▶ **THE PROBLEM**
Can you rewrite the entries below with "innermost point" changed to "central point" everywhere and nothing else altered, leaving out the pictures?

▶ **EXCERPTED RECORDS**
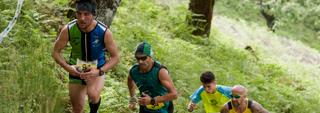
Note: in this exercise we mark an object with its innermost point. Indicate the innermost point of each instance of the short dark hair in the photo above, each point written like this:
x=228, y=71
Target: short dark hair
x=207, y=77
x=86, y=5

▶ **RESULT**
Note: in this exercise we mark an object with its central point. Indicate the central point of each instance of the short dark hair in the photo above, each point written like this:
x=228, y=71
Target: short dark hair
x=207, y=77
x=86, y=5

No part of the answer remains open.